• **YOUR TASKS**:
#1 List each type of submission that, according to the article on contractor certification of cost, must include the certification.
#2 In the article on contractor certification of cost, change "indirect cost rate" to "overhead rate" and give the passage between "This certification must" and "federal contracting requirements.", inclusive.

• **DOCUMENT SEGMENT**:
········

Contractor certification of cost is growing in intensity. Federal and state governments have stepped up reviews of overhead cost. BQE Software is proud to have T. Wayne Owens, CPA share his insights and recommendations. Wayne is a national expert who has been at the heart of this issue for years.
The first week of November brought news that Louis Berger’s overbilling case settled for $69.3 million and two company executives pleaded guilty to conspiring to defraud the United States and face 30 -37 months in prison. Combine that with the October 27, 2010 implementation of FHWA Order 4470.1A and it is clear that A/E/C firms must become ever more diligent with overhead rate practices.
The penalty for knowingly including unallowable costs in the overhead rate include suspension, debarment and potential prosecution under the False Claims Act, which is criminal fraud. Additionally, states can enact their own civil and criminal penalties. This intensified scrutiny is a result of changes resulting from the USDOT Office of Inspector General (OIG) report on Oversight of Design and Engineering Firms’ Indirect Costs Claimed on Federal-Aid Grants. The recommendations contained in the report included the update of the AASHTO Uniform Audit and Accounting Guide and increased oversight by the Federal Highway Administration (FHWA) and state Departments of Transportation (DOT).
FHWA Order 4470.1A FHWA Policy for Contractor Certification of Costs in Accordance with Federal Acquisition Regulations (FAR) to Establish Indirect Cost Rates on Engineering and Design-related Services Contracts was issued based on the first recommendation in the OIG report. It requires DOTs “to develop contractor cost certification language, forms and implementation procedures” for contractor certification of costs. This is not new to firms who regularly contract directly with a federal agency since there is a “reps and certs” requirement on certain contracts.
This certification must be included with all submissions that contain an indirect cost rate. These include the annual overhead rate submission, contract proposals, and contract amendments. This order applies to prime contractors and all subcontractors. It also requires certification to be included in local contracts for projects that contain federal funds. Since FHWA has announced they will be paying close attention to Local Public Agencies and their use of federal funds, consultants should be particularly diligent when contracting with these entities. There is heightened risk since these entities typically do not understand federal contracting requirements.
The suggested wording of the certification includes “all costs included in this proposal to establish final indirect cost rates are allowable in accordance with the cost principles of the Federal Acquisition Regulations…” and “this proposal does not include any costs which are expressly unallowable under the cost principles of the FAR.”
Now, more than ever, firms need to be proactive with their accounting systems and FAR knowledge is critical. Larger firms should consider sending key people to FAR training, as compliance is not just an accounting issue. Principals in charge of government clients should attend, as well as financial staff. For smaller firms, principals and accounting staff need to read and understand the AASHTO Uniform Audit and Accounting Guide. Regardless of the firm size, it is advisable to have a consultant who has an intimate understanding of the FAR.

········

• **GIVEN DATA**:

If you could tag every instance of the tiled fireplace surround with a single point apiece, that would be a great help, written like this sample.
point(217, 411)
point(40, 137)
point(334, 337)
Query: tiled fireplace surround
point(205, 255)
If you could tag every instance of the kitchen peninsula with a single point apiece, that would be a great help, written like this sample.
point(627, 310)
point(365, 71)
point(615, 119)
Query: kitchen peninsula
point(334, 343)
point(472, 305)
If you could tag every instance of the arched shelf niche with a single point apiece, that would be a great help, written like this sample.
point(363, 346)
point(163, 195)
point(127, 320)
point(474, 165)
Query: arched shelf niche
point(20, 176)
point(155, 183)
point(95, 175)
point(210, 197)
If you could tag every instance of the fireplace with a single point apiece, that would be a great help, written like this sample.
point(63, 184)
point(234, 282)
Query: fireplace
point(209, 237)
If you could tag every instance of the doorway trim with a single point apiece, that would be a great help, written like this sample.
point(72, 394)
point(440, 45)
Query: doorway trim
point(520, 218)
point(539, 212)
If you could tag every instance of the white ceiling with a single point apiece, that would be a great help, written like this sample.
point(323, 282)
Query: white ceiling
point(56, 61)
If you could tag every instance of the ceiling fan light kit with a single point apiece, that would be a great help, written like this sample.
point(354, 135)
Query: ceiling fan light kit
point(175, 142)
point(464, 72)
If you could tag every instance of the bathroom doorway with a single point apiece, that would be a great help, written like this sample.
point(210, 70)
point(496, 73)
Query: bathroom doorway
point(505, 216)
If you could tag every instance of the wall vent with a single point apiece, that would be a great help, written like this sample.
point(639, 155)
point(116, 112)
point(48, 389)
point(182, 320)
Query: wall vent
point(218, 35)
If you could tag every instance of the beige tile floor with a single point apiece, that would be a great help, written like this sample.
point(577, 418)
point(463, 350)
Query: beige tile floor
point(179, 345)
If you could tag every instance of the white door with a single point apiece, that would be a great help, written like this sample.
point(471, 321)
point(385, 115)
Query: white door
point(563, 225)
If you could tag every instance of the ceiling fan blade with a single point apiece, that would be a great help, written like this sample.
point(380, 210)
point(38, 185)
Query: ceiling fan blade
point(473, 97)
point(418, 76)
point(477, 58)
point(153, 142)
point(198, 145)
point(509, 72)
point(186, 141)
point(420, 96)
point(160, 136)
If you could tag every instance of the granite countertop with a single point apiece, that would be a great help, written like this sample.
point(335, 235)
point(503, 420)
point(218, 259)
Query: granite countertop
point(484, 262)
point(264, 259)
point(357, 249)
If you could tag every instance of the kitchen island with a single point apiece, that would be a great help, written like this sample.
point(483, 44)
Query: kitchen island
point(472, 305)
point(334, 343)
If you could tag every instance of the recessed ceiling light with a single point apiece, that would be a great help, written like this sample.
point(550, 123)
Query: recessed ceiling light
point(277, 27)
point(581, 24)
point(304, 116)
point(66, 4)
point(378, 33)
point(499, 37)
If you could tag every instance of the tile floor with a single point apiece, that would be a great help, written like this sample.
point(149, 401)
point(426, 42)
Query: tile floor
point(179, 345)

········

• **EXPECTED RESULTS**:
#1
- The annual overhead rate submission
- Contract proposals
- Contract amendments

#2
This certification must be included with all submissions that contain an overhead rate. These include the annual overhead rate submission, contract proposals, and contract amendments. This order applies to prime contractors and all subcontractors. It also requires certification to be included in local contracts for projects that contain federal funds. Since FHWA has announced they will be paying close attention to Local Public Agencies and their use of federal funds, consultants should be particularly diligent when contracting with these entities. There is heightened risk since these entities typically do not understand federal contracting requirements.